What is being asked: With the line that contains "Target: green tree" as the final line, return every line from the start of the data below exactly.

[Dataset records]
**********

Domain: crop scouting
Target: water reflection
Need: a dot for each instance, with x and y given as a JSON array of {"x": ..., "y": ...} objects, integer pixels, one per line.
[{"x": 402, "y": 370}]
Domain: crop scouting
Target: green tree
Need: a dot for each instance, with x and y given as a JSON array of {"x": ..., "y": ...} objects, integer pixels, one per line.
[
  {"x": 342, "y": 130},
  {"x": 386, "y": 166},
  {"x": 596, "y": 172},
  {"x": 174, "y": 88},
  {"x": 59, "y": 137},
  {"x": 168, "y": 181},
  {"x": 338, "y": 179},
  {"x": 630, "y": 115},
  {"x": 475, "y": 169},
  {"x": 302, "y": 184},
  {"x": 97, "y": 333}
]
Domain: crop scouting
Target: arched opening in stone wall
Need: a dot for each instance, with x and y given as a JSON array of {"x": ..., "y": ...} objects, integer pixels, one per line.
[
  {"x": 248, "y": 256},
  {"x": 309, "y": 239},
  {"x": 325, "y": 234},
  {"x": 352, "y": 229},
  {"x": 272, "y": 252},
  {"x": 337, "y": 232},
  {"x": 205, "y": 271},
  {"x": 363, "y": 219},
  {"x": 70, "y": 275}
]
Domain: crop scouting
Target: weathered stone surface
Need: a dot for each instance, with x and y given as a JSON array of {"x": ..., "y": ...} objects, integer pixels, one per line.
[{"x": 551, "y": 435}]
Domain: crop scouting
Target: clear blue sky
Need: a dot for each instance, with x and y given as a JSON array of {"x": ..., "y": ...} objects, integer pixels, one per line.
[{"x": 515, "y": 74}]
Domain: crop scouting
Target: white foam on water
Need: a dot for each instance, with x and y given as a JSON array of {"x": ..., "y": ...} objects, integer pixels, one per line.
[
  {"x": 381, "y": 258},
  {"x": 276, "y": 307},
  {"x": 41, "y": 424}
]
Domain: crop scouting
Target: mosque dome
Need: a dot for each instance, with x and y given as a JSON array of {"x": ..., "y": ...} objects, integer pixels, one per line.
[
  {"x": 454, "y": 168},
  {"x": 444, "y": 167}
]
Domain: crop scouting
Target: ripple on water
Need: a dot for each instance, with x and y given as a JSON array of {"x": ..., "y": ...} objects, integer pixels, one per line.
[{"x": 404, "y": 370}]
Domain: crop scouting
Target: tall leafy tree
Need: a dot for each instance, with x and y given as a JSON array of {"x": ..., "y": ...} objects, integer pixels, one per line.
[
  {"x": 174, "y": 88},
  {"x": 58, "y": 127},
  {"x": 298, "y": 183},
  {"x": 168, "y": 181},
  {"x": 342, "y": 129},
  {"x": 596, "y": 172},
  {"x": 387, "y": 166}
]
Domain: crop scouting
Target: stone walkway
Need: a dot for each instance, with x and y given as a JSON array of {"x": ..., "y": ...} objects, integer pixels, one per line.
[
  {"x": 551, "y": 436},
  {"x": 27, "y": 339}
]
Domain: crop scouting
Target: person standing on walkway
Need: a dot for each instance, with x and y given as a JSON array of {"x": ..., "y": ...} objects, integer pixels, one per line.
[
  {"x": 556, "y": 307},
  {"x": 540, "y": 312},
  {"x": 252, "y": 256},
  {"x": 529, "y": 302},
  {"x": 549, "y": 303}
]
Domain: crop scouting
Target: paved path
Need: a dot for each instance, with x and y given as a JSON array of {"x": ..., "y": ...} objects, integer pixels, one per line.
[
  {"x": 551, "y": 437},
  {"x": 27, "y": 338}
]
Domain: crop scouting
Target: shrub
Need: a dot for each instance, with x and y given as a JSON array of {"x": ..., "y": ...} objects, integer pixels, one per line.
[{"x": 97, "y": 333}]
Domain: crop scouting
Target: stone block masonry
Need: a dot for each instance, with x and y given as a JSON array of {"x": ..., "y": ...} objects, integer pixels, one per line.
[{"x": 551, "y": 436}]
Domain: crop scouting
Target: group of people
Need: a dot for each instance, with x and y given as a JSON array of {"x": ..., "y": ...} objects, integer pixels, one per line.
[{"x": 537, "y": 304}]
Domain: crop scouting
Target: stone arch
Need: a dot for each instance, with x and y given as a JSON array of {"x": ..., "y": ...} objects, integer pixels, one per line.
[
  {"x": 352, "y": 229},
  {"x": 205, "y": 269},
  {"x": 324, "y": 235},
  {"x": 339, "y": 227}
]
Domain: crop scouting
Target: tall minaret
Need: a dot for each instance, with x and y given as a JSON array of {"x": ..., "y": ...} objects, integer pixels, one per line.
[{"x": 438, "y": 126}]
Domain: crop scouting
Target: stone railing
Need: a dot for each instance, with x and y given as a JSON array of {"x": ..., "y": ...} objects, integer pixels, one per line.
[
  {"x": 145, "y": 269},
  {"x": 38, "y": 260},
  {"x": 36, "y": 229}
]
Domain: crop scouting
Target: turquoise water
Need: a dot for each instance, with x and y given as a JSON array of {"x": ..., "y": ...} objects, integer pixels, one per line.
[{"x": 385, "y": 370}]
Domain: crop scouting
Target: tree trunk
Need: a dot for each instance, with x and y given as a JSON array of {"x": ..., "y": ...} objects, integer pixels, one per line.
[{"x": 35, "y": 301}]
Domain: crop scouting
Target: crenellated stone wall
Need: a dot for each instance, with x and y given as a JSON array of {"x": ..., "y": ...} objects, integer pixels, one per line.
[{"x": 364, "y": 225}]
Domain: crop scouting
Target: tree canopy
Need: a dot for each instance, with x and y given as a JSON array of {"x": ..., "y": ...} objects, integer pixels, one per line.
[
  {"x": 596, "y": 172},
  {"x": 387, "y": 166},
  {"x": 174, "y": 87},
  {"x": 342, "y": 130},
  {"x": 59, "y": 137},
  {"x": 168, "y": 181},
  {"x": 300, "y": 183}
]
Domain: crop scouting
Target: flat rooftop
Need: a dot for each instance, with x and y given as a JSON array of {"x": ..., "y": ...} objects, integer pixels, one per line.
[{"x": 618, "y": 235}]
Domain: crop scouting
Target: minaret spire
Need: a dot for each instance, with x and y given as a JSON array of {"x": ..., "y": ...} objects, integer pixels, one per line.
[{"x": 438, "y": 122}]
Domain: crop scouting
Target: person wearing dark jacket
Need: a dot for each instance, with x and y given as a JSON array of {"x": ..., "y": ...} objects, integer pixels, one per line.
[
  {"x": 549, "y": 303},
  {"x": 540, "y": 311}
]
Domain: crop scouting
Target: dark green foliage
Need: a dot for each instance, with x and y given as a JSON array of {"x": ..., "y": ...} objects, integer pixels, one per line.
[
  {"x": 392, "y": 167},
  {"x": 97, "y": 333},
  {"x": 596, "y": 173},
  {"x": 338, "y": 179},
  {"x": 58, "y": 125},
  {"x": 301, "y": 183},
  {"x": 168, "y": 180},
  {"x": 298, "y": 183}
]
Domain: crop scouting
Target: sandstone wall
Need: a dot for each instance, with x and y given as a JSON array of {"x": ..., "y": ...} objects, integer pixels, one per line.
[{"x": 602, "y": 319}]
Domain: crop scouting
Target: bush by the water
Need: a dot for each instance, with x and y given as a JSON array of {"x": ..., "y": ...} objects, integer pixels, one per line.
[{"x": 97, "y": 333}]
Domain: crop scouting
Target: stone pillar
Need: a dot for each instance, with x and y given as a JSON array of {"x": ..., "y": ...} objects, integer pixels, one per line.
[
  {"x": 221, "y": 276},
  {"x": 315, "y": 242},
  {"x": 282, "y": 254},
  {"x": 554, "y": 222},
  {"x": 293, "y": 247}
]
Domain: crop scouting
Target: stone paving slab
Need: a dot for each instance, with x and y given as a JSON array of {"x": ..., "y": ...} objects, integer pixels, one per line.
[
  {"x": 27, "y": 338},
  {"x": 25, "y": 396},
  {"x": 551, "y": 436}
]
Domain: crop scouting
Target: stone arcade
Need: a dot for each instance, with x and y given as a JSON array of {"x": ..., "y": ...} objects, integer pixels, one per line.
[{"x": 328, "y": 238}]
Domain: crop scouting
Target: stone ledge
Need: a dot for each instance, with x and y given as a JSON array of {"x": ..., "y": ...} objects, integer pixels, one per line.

**********

Solution for this problem:
Domain: crop scouting
Target: water reflection
Need: a dot for each instance, with x and y given as a JSON array of {"x": ..., "y": ...} objects, integer pixels, one per line.
[{"x": 402, "y": 370}]
Domain: crop scouting
Target: green tree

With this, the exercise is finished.